• **EXERCISE**
Retype the records below exactly, from the line containing "Show me where the blue sky is." through the line containing "[248,150,402,282]", with both of those lines included.

• **RECORDS FOR PROCESSING**
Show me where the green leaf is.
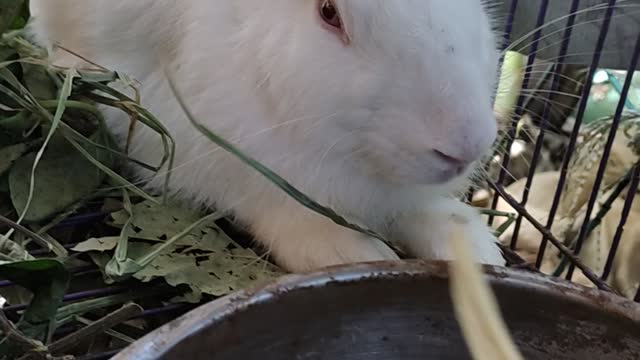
==
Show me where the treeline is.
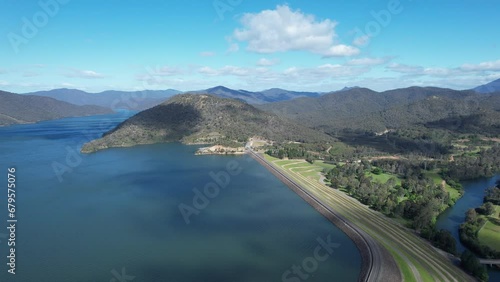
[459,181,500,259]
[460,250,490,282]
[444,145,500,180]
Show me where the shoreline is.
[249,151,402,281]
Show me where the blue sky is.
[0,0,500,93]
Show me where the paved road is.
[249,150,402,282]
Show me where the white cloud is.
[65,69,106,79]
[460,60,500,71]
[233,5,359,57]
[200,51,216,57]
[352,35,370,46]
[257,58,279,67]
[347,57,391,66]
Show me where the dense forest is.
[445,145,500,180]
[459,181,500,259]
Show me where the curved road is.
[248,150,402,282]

• **ANSWER IN FULL**
Show me where the blue sky is.
[0,0,500,93]
Show me where the paved road is.
[249,150,402,282]
Show me where the white cloud is.
[65,69,106,79]
[460,60,500,71]
[233,5,359,57]
[200,51,216,57]
[352,35,370,46]
[257,58,279,67]
[347,57,391,66]
Show me where the dense forest is.
[445,145,500,180]
[459,181,500,259]
Show me where the curved road is.
[248,150,402,282]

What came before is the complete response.